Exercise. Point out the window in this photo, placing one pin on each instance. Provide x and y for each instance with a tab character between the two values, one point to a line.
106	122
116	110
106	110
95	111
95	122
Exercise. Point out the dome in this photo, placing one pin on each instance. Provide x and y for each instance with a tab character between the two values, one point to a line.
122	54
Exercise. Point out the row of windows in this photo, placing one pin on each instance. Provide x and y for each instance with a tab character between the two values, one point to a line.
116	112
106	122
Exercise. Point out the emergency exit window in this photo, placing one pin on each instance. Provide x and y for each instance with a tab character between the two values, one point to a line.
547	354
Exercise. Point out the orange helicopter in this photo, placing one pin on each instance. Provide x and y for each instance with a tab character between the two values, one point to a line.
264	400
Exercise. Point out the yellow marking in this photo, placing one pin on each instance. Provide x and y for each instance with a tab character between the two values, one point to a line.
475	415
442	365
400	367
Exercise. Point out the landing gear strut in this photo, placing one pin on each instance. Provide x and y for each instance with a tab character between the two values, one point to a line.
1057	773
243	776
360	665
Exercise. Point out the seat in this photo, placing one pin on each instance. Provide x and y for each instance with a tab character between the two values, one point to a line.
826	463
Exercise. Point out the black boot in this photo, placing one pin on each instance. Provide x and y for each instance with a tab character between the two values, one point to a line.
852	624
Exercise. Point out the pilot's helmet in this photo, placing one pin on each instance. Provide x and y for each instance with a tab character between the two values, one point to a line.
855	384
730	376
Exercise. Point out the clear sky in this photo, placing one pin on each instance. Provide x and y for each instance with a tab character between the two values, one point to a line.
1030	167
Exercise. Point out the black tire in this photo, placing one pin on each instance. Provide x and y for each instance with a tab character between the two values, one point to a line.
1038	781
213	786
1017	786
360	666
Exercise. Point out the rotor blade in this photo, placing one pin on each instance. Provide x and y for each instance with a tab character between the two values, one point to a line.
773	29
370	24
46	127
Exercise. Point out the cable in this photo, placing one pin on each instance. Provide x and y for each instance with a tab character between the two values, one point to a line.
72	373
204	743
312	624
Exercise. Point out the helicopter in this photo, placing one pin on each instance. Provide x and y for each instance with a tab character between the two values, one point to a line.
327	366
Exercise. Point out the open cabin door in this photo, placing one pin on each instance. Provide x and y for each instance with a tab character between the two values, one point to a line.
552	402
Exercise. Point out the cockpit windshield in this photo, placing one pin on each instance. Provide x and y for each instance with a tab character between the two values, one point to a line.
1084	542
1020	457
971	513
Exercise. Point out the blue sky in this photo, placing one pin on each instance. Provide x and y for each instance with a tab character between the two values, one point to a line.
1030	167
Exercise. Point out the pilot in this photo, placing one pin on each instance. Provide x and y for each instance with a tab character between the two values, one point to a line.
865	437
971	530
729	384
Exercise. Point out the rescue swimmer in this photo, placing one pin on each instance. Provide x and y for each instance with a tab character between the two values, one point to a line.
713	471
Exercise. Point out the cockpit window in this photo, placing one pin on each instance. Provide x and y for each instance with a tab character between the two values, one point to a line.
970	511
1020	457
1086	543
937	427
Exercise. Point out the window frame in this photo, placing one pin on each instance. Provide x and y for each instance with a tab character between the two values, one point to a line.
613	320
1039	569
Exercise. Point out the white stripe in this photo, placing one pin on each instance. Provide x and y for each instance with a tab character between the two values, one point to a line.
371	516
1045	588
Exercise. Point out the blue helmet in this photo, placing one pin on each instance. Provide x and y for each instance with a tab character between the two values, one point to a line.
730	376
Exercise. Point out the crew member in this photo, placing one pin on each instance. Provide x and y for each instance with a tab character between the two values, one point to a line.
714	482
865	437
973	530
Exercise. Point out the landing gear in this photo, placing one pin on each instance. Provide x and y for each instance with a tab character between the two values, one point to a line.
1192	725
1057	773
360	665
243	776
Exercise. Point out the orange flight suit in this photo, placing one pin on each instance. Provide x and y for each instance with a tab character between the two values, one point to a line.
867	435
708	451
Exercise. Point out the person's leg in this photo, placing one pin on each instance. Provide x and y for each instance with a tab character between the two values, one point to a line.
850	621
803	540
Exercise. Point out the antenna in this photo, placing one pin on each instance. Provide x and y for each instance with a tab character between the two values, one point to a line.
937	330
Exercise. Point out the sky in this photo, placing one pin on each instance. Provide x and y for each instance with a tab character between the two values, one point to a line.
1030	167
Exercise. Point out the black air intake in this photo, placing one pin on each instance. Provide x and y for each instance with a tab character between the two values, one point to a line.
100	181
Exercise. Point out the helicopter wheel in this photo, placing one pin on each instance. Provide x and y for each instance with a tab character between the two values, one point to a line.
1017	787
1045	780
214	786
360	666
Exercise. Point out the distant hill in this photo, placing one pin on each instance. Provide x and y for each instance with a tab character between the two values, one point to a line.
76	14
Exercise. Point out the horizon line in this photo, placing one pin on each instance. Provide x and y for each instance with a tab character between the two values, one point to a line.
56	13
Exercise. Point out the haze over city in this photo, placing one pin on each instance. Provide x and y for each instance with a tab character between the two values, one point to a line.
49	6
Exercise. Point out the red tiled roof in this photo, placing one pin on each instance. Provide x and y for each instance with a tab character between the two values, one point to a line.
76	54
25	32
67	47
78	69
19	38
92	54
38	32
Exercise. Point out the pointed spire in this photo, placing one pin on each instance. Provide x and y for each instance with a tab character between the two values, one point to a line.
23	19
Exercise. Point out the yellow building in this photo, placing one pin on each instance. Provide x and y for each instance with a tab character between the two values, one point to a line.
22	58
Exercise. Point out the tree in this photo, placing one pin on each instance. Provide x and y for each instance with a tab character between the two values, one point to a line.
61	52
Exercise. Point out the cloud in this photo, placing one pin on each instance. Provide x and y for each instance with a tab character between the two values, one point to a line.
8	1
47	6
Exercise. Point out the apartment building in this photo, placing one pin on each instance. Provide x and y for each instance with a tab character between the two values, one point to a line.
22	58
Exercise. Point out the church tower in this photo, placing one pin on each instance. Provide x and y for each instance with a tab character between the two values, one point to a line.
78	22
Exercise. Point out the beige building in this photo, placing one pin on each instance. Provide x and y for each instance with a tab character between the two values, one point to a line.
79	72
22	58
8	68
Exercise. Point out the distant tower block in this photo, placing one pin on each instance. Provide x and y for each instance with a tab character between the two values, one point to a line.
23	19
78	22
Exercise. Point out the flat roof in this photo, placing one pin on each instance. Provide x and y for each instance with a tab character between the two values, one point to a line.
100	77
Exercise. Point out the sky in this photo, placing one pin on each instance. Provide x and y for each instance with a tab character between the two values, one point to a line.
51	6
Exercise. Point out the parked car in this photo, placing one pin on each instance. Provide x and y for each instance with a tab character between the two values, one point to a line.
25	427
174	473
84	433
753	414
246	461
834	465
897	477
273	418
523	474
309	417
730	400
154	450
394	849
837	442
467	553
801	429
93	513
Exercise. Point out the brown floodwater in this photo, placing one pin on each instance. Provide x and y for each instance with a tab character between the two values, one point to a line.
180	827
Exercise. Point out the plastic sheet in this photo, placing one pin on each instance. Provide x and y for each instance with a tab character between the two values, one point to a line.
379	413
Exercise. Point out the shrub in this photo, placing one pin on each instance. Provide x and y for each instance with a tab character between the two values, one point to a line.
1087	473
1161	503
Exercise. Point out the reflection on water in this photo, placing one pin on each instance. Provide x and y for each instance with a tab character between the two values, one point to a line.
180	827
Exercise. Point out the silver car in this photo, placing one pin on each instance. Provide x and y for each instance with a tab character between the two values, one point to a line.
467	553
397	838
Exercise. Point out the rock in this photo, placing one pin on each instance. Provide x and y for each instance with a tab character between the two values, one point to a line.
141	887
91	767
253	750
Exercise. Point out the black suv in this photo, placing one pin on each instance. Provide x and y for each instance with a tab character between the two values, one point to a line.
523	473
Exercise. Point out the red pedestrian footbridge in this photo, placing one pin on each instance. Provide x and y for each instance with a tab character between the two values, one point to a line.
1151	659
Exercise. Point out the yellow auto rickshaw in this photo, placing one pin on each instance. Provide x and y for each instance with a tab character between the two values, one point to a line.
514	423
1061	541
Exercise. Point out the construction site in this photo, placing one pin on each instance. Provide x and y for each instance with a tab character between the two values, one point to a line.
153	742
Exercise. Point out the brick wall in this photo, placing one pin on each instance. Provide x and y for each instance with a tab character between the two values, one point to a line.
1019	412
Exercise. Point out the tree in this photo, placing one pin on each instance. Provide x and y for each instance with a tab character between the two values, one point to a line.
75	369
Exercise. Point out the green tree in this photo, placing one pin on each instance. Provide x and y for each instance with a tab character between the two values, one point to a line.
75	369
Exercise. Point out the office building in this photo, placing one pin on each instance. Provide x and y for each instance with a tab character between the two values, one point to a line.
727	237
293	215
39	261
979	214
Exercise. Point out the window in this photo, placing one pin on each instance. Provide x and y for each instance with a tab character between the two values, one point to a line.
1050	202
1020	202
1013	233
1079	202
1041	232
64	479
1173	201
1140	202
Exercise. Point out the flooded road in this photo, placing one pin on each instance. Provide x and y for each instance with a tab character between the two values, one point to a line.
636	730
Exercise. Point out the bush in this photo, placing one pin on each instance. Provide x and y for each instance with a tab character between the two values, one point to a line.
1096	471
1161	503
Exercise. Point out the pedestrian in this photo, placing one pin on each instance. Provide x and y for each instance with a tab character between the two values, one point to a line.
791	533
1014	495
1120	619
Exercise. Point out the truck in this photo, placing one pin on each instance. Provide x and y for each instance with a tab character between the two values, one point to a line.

Task statement: Rewrite the entries from the line containing "Exercise. Point out the green" through the end of the entries, replacing "flooded road" with "submerged street" and leaving everything else the same.

Exercise answer:
Exercise. Point out the green tree in this photo, placing one pin on each instance. Provide x and y for each instance with a tab character between the two values, one point to a line.
75	369
Exercise. Point out the office building in this photo, placing one pin on each instance. Provide x and y for each instance with a tab character between the two values, one point to a line.
727	237
293	215
39	261
979	214
Exercise. Point out the window in this photo, placing one pin on each instance. Provide x and y for each instance with a tab character between the two values, one point to a line.
1050	202
1020	202
1013	233
1079	202
1041	232
64	479
1173	201
1140	202
Exercise. Point out the submerged street in this photo, placing one pin on each instance. Provide x and y for each instance with a tab character between the two values, one point to a line.
636	730
Exercise. Point out the bush in this photo, placing one pin on each instance. Provide x and y for each instance with a tab character between the two values, one point to a line.
1096	471
1161	503
Exercise. Point out the pedestrian in this photo, placing one pin on each instance. Provide x and y for each instance with a tab character between the two values, one point to a line.
791	533
1014	495
1120	619
Exercise. Point out the truck in this photo, placing one pin on each instance. Provide x and y for each instance with a tab character between the two values, one point to a line.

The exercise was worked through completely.